::: Record extracts

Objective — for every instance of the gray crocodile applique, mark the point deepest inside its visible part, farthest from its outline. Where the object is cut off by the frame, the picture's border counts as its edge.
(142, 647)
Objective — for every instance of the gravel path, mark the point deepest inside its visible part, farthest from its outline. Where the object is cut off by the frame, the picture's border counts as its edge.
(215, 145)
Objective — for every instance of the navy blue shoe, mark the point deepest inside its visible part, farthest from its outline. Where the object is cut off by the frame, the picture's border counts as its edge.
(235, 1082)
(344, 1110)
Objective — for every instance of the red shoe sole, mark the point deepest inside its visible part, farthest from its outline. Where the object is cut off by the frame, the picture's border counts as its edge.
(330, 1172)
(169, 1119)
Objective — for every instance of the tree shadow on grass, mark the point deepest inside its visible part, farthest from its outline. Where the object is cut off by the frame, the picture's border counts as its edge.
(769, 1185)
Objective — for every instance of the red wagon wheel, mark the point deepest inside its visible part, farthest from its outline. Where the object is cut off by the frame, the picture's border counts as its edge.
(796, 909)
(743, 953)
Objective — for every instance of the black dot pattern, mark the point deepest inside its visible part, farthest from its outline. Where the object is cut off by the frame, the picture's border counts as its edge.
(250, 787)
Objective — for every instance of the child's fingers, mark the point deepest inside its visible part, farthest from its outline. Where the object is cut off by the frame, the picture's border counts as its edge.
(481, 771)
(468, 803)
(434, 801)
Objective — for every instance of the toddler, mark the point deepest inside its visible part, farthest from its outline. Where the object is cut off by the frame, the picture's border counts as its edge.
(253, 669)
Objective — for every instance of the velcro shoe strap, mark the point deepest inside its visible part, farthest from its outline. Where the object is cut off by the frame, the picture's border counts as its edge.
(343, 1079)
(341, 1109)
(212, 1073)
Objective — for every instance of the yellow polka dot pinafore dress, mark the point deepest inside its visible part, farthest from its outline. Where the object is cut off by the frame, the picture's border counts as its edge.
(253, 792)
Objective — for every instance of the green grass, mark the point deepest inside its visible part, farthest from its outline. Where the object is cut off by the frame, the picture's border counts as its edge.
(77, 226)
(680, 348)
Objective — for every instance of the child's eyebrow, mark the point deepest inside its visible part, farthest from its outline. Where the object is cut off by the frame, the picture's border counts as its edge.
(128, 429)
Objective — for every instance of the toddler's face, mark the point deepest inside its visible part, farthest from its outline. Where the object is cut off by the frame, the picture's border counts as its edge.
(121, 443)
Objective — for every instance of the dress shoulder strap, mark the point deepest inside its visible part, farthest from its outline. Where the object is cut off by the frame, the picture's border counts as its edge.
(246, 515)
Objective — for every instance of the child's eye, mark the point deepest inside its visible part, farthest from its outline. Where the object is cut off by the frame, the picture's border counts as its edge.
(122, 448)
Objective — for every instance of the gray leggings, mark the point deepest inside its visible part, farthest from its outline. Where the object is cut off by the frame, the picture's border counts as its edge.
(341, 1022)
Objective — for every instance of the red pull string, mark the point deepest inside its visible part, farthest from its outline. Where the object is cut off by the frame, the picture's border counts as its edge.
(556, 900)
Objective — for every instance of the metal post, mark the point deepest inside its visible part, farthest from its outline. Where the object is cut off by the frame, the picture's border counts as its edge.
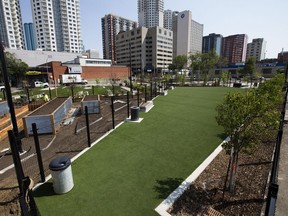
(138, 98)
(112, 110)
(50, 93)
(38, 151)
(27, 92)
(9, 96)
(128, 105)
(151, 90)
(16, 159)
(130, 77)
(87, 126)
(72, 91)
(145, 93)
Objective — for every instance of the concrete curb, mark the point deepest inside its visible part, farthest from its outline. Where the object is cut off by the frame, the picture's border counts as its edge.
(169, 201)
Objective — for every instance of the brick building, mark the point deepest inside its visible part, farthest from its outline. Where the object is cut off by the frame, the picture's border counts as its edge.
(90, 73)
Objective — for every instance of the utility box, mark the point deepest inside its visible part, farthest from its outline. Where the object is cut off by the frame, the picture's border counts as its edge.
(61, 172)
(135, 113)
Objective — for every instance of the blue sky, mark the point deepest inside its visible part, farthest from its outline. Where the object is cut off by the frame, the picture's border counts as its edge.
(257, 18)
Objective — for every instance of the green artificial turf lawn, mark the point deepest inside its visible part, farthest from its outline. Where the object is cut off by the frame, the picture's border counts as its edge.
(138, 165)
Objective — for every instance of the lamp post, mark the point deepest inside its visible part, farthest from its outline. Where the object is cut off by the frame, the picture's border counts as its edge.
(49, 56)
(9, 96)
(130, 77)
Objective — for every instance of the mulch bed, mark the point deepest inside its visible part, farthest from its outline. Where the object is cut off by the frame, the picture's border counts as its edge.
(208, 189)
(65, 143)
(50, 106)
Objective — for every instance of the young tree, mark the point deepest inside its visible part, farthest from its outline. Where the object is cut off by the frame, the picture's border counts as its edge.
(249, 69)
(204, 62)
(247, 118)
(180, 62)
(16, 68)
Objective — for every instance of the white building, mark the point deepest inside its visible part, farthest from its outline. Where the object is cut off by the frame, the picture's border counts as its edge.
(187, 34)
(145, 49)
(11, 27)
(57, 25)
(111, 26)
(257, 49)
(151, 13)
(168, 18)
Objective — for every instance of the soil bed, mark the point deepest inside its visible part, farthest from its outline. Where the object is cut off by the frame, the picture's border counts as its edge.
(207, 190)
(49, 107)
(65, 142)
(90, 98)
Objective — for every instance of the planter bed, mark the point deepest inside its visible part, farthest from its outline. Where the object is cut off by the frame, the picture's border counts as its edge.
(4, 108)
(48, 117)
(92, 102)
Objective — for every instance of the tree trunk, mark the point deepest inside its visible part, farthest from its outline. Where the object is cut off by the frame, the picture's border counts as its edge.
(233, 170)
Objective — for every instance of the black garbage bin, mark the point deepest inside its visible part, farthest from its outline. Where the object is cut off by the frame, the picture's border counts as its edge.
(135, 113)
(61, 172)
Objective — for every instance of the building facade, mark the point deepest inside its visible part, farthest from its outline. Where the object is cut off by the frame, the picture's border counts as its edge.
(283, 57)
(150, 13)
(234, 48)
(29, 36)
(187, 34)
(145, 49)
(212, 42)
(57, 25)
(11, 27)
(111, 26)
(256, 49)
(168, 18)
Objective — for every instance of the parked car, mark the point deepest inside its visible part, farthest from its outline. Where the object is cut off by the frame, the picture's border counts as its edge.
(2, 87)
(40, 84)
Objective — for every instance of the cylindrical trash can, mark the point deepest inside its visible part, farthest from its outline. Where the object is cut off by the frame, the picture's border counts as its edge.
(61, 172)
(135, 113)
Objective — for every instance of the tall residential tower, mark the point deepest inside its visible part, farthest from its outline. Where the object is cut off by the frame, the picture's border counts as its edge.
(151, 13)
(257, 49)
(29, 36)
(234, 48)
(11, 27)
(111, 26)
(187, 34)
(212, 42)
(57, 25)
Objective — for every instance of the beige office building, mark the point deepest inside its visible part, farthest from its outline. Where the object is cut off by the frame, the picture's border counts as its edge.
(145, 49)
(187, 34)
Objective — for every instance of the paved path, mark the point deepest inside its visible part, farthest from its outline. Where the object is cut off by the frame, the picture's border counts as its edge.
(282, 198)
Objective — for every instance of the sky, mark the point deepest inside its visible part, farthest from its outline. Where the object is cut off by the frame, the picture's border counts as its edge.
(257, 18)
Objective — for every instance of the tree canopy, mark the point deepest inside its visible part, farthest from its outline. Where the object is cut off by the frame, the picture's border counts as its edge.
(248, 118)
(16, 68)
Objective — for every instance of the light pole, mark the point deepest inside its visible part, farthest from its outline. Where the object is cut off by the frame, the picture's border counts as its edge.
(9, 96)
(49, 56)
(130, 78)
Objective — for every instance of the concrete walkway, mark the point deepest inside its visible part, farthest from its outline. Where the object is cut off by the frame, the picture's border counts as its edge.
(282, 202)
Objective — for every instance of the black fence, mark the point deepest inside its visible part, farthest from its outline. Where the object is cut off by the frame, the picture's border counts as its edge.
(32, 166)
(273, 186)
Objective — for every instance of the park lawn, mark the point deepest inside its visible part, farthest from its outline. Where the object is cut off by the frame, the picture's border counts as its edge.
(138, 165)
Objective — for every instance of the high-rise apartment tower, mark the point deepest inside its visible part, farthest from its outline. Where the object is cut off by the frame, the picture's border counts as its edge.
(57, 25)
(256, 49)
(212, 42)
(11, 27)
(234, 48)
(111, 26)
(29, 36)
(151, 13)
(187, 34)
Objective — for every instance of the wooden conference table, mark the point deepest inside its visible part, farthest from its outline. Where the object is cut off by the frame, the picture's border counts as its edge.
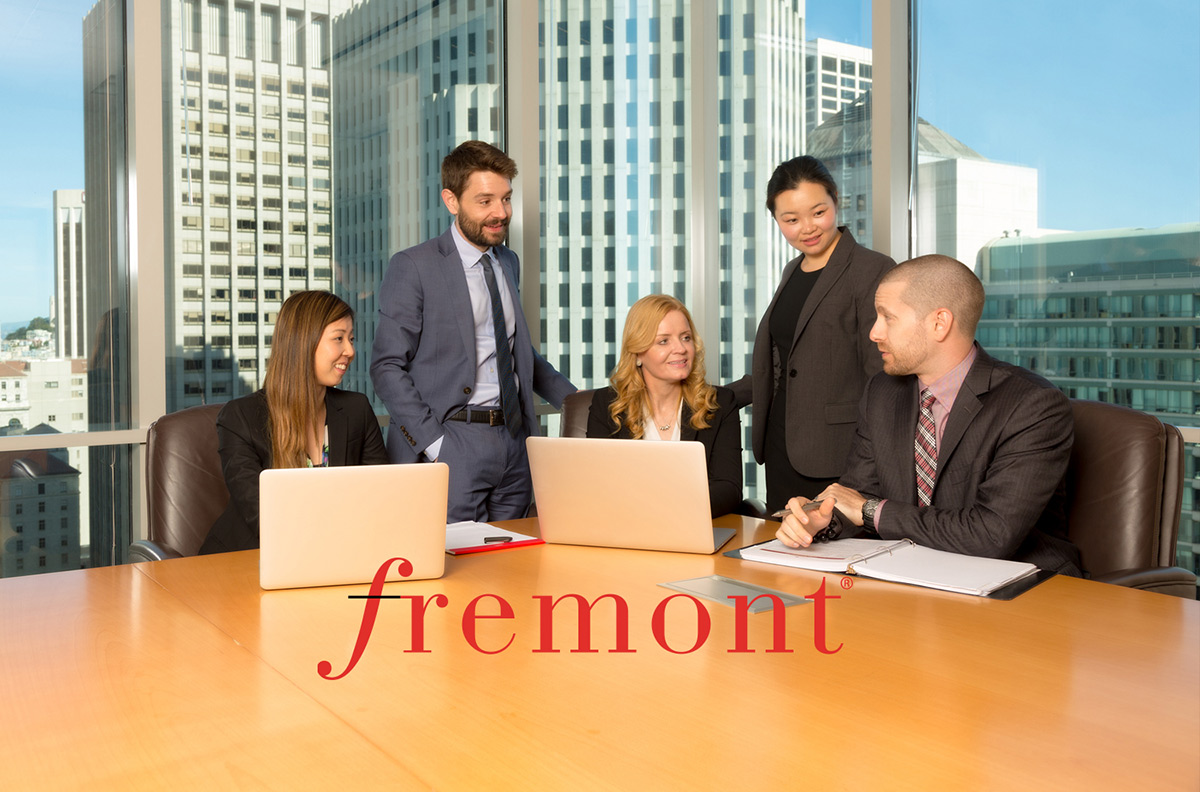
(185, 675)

::::::
::: Record extracts

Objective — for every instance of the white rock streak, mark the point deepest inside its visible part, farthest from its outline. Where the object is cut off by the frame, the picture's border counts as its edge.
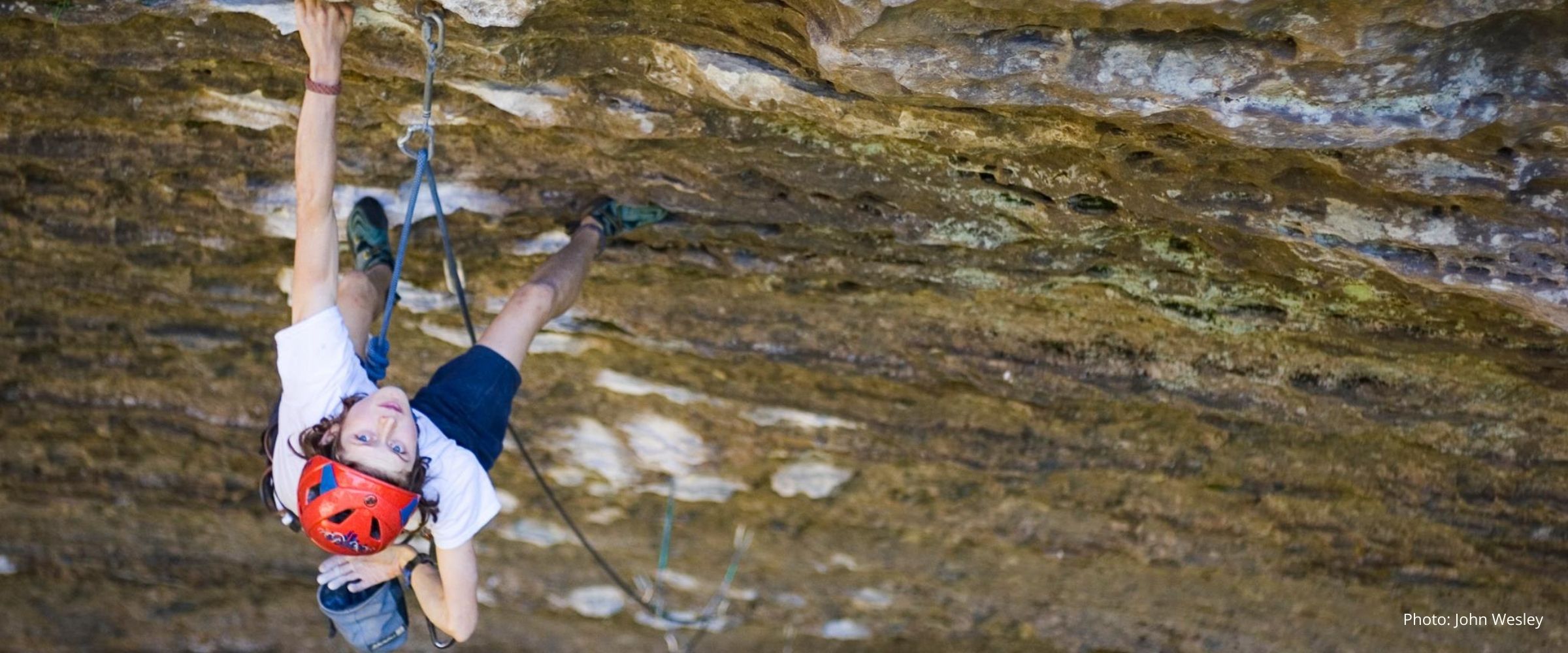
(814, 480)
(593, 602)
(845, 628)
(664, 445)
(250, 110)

::::::
::: Record extracts

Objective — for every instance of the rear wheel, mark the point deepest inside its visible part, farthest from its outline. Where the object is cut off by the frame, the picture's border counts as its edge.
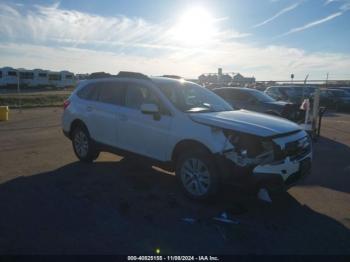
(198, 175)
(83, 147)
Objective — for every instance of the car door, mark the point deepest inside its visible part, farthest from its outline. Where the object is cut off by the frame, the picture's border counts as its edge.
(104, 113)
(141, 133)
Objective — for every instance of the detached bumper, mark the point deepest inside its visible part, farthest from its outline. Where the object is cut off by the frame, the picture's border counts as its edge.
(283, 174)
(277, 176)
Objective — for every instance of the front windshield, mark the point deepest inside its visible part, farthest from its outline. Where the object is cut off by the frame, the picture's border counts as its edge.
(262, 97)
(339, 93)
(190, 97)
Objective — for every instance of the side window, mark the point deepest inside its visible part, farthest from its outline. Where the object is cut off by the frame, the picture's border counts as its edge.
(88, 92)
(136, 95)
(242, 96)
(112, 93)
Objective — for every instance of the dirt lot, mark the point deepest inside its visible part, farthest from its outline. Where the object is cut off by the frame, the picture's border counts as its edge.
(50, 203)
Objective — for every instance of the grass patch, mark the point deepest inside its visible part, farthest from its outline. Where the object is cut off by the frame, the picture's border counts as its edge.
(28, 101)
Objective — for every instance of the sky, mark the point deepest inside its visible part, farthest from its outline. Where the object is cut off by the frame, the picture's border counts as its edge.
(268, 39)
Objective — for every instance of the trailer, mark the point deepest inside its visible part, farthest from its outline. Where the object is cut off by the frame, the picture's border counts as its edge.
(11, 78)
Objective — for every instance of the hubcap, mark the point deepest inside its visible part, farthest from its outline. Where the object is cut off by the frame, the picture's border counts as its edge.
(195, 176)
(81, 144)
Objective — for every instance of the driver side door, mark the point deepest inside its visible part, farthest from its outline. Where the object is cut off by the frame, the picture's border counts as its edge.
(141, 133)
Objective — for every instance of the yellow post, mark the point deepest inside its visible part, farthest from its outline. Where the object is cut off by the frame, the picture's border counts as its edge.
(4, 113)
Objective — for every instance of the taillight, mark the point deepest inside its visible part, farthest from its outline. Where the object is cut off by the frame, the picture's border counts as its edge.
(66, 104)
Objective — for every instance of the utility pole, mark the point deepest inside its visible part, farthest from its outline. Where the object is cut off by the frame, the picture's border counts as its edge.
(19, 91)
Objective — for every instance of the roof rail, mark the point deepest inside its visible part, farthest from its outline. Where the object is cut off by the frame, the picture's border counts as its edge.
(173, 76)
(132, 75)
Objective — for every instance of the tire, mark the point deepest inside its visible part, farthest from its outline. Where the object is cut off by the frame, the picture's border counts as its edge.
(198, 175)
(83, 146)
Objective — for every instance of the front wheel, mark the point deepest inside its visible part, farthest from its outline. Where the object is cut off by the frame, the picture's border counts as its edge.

::::::

__Do this__. Please repeat the stretch of the data above from the line that contains "Objective — for every instance of the tire, mark" through the line that contains "Objective — for every instance of the front wheel, mark", with both of those lines included.

__Answer to the exercise__.
Objective — for every instance of the tire, mark the point deepest inside its visible part, farthest from its outline. Where the object is cut off by the frame, the picture's border counts as its edge.
(198, 175)
(83, 146)
Objective — for every instance of the front wheel, mark the point deepest inside its visible part, farthest from its outline. Where the object is cut off by the frame, the picture's border counts as its edge.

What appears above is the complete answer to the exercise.